TASK LIST:
• a. Copy the part of the Borg backup passage starting at "https://github.com/borgbackup/borg/" and ending at "datasets very nicely.", keeping every word unchanged.
• b. According to the Borg backup passage, what language is the app written in?
• c. Shorten the paragraph of the Borg backup passage that begins "As you will see in the documentation" while keeping its main facts.

PASSAGE PROVIDED:

»»

Obviously the first choice is zfs snapshots but if you're like me,
that's not a choice.
https://github.com/borgbackup/borg/
http://borgbackup.readthedocs.io/en/stable/
It's a python written app that will dedup your data so there's a
chance it can compress and dedup your large datasets very nicely.
The maintainer is very active with keeping it current and 1.0.3 is
http://www.freshports.org/archivers/py-borgbackup/
As you will see in the documentation, you can make a script and call
it with cron however often/irregular you would like and have it also
prune.
I think it's worth trying out for your use case.
I'd like to add my thanks to this thread. I didn't know about Borg, but
after a week of using it I have to say I'm very impressed.

««

DATA SUPPLIED:
»»

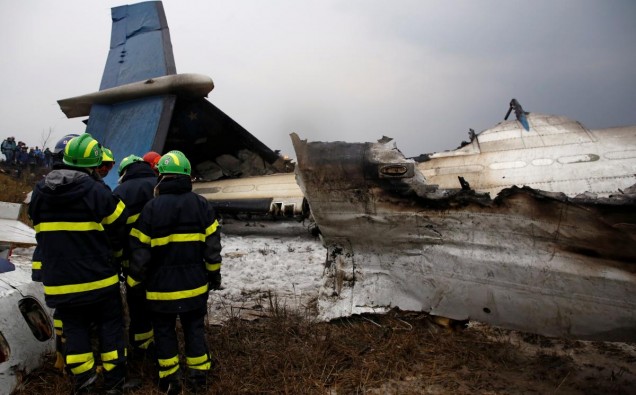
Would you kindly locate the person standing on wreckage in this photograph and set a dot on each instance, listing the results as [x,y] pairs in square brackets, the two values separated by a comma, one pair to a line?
[79,226]
[176,259]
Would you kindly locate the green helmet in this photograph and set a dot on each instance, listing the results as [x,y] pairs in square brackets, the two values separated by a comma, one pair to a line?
[83,151]
[127,161]
[174,162]
[107,155]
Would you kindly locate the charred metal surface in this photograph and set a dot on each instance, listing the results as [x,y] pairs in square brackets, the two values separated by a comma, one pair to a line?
[530,260]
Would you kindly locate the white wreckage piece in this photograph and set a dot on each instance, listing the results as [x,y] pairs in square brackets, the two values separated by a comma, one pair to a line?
[429,237]
[26,326]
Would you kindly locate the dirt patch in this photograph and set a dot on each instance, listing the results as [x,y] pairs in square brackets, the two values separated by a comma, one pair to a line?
[396,353]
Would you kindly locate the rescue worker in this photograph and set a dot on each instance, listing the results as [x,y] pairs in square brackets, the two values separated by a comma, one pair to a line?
[36,261]
[152,157]
[176,258]
[79,224]
[108,161]
[136,185]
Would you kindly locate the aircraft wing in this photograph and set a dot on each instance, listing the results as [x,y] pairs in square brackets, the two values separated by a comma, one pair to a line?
[144,105]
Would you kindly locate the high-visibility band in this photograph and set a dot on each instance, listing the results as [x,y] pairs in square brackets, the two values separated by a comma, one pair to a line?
[110,356]
[85,367]
[113,217]
[83,287]
[212,267]
[165,363]
[203,366]
[67,226]
[131,281]
[166,373]
[146,344]
[197,360]
[174,238]
[143,336]
[212,228]
[132,219]
[176,295]
[78,358]
[140,235]
[177,238]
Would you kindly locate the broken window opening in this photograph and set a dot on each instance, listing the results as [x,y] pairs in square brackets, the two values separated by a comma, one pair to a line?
[5,350]
[37,319]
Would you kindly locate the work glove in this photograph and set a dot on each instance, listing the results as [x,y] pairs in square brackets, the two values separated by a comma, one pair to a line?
[214,280]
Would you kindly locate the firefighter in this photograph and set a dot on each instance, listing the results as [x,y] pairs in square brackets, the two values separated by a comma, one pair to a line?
[152,158]
[36,261]
[79,225]
[176,258]
[136,185]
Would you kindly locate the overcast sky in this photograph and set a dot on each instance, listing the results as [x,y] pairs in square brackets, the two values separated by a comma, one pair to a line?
[420,71]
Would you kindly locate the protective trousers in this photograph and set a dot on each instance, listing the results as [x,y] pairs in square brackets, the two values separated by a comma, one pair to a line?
[140,330]
[107,317]
[197,358]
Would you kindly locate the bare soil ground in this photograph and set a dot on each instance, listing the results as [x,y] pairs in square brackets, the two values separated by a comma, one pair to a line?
[395,353]
[288,352]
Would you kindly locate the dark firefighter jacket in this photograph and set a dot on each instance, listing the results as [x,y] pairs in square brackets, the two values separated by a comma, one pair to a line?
[79,226]
[136,188]
[175,247]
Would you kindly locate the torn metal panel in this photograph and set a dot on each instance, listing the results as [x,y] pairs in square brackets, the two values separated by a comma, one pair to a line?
[529,260]
[26,327]
[556,154]
[273,195]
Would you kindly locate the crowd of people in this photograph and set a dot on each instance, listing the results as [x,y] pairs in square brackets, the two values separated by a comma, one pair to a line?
[21,156]
[151,235]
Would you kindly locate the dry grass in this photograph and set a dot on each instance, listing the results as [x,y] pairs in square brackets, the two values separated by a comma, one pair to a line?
[287,352]
[395,353]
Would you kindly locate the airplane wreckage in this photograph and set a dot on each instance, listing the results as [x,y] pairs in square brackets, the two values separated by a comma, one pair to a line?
[531,225]
[552,251]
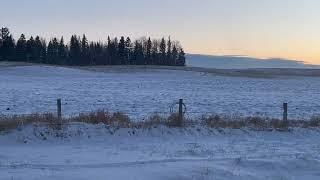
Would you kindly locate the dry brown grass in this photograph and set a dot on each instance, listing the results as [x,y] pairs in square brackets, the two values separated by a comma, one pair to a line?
[121,120]
[17,121]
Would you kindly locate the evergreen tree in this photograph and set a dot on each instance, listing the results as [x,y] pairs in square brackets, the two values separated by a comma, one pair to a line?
[163,53]
[30,50]
[79,52]
[138,57]
[8,45]
[148,52]
[21,49]
[75,51]
[154,53]
[37,50]
[169,55]
[122,51]
[108,52]
[84,51]
[128,50]
[52,52]
[62,52]
[174,56]
[181,58]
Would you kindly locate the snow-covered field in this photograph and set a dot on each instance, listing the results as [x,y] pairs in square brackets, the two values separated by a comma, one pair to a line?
[95,152]
[140,92]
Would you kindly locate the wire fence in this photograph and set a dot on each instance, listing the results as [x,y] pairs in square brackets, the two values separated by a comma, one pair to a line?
[141,111]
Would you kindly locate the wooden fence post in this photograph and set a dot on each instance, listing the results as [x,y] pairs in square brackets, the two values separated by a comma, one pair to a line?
[180,111]
[59,109]
[285,112]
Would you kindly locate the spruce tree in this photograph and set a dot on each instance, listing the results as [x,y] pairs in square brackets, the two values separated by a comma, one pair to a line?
[30,50]
[122,51]
[8,45]
[174,56]
[128,50]
[163,53]
[21,49]
[148,51]
[169,55]
[181,58]
[84,51]
[75,51]
[62,52]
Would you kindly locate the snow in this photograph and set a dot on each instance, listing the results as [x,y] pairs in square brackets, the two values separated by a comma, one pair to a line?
[83,151]
[139,93]
[93,152]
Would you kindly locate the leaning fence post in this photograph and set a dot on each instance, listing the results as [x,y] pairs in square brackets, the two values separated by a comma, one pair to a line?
[285,112]
[180,111]
[59,109]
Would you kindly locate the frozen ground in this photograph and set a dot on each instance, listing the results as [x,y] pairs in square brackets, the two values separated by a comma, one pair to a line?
[94,152]
[140,92]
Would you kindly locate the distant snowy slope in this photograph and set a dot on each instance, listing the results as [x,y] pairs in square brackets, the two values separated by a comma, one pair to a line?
[242,62]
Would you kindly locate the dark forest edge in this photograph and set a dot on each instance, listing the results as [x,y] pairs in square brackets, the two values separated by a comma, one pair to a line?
[81,52]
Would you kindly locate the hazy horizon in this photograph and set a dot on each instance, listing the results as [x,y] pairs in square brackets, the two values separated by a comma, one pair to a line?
[285,29]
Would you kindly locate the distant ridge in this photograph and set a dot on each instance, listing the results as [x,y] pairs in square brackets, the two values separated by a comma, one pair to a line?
[243,62]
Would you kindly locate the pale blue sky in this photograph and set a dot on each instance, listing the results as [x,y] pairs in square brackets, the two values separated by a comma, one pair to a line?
[258,28]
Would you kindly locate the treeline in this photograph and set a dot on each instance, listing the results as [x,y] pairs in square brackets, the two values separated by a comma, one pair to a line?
[79,51]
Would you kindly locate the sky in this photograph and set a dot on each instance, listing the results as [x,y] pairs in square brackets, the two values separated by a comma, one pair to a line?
[287,29]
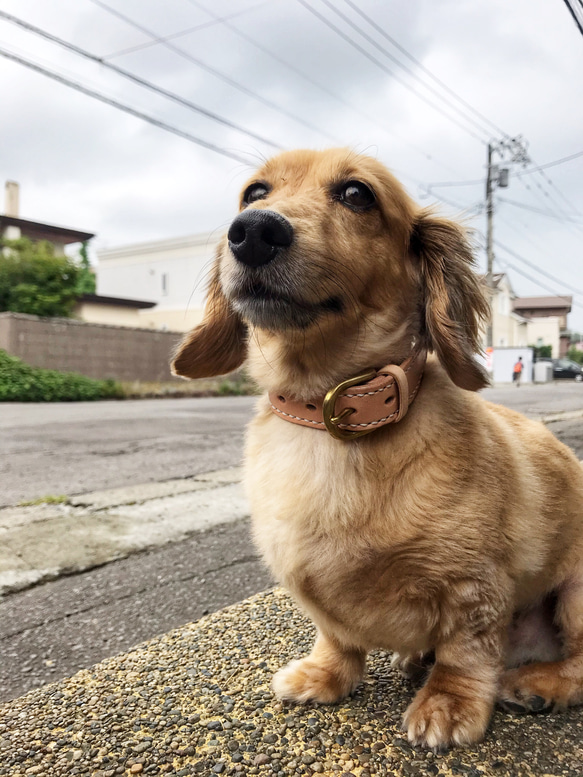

««

SOLUTIONS BELOW:
• a.
https://github.com/borgbackup/borg/
http://borgbackup.readthedocs.io/en/stable/
It's a python written app that will dedup your data so there's a
chance it can compress and dedup your large datasets very nicely.

• b. Python.

• c. The documentation shows how to write a script that cron can run on any schedule, regular or irregular, and that can also prune.